**Task details**
Write out, word for word, every line from the one containing "Point out the trailing" through the last line of the records below, both ends included.

**Data extract**
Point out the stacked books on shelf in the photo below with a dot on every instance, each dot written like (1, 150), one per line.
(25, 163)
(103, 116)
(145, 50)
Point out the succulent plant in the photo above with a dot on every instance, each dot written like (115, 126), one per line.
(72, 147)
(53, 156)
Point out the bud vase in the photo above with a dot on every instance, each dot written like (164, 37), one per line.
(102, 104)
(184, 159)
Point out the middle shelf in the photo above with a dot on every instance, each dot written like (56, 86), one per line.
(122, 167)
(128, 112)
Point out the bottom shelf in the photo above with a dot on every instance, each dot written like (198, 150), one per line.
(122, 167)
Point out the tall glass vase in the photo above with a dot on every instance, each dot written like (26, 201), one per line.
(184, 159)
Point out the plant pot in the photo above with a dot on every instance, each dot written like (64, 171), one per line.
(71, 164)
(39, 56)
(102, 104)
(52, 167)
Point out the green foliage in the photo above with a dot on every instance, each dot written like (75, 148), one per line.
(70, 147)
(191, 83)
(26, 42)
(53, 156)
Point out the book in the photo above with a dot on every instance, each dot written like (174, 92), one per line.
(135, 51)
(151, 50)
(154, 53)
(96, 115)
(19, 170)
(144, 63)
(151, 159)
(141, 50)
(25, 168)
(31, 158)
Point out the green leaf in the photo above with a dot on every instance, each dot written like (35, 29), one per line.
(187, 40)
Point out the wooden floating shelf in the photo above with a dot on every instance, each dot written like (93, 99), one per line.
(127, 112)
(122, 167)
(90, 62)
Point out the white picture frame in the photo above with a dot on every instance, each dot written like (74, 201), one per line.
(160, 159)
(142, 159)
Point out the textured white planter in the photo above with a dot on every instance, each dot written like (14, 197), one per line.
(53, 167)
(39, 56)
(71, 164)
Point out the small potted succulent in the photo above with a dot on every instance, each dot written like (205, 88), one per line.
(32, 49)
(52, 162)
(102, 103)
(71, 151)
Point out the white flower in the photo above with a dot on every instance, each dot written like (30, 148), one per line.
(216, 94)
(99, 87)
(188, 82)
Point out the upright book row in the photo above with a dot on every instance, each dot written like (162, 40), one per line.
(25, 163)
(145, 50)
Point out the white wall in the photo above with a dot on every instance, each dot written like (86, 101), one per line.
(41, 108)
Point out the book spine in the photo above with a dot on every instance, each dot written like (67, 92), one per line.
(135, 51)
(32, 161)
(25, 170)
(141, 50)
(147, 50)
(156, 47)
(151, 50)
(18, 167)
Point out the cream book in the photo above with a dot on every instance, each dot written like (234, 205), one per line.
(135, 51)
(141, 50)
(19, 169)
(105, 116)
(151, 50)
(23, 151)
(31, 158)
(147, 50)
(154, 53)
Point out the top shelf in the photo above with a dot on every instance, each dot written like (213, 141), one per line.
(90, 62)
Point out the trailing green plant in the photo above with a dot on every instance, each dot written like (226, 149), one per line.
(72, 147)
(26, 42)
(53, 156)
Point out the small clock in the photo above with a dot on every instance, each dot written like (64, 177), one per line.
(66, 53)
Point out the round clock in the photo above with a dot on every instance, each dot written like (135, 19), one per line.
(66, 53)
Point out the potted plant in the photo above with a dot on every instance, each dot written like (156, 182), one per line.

**Result of this exercise**
Point out the trailing green plant in the photo above with a dot on every instance, each dot written like (226, 149), one per line.
(72, 147)
(26, 42)
(53, 156)
Point out the small clock in the photo above with a dot on every instance, each dot written like (64, 177), one per line.
(66, 53)
Point out the round clock in the photo above with a dot on every instance, each dot written like (135, 19), one per line.
(66, 53)
Point out the potted plant in the photo above with a dot on every instance, each dot written like (156, 182), one per line.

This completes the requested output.